(Extracted data entries)
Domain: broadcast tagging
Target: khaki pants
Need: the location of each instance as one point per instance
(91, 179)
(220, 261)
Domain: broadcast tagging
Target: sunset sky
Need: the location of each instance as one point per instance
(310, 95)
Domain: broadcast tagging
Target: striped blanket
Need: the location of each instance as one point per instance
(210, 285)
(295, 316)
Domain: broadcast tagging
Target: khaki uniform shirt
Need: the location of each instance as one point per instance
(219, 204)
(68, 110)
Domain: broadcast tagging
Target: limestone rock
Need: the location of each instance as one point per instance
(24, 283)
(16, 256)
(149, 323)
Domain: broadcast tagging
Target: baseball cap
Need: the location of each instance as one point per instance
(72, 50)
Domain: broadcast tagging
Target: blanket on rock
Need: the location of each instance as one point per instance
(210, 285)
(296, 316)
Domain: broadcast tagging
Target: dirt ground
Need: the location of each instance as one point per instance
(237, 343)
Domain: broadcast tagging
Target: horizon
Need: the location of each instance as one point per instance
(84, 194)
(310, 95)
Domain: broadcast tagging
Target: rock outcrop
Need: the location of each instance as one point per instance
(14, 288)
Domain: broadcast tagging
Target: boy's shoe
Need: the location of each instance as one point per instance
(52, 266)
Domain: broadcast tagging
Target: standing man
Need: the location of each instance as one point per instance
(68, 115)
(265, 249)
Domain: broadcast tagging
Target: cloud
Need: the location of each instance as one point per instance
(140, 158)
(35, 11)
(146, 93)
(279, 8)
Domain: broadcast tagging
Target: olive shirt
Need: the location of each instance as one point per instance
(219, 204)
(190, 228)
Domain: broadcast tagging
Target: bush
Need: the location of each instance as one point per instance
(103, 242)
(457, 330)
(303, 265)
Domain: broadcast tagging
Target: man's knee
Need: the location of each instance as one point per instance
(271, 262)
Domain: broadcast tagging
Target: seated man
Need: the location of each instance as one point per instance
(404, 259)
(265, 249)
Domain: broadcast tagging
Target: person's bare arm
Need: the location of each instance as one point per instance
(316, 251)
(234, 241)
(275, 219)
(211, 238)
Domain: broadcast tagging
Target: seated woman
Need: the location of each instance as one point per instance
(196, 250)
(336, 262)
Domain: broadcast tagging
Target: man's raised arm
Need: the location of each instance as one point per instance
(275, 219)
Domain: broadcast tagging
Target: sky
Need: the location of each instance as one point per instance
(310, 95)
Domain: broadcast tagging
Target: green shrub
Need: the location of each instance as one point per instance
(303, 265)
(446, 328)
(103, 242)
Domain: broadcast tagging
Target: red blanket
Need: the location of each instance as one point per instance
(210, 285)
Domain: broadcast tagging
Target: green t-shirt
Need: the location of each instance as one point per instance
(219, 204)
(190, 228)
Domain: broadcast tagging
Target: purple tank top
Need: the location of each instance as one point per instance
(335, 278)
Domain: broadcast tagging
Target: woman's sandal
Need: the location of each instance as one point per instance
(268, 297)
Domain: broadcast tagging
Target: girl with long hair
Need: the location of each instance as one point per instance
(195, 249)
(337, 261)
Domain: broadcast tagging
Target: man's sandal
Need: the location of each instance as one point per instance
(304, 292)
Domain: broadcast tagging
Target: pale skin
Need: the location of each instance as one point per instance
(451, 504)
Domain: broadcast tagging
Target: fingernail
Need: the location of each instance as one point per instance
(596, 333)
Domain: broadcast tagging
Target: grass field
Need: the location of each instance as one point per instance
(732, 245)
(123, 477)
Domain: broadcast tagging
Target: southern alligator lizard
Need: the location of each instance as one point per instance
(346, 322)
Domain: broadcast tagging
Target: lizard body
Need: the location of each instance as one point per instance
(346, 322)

§ **Exercise objective**
If a line of the records above holds the word "lizard", show it.

§ **Output**
Target: southern alligator lizard
Target: lizard body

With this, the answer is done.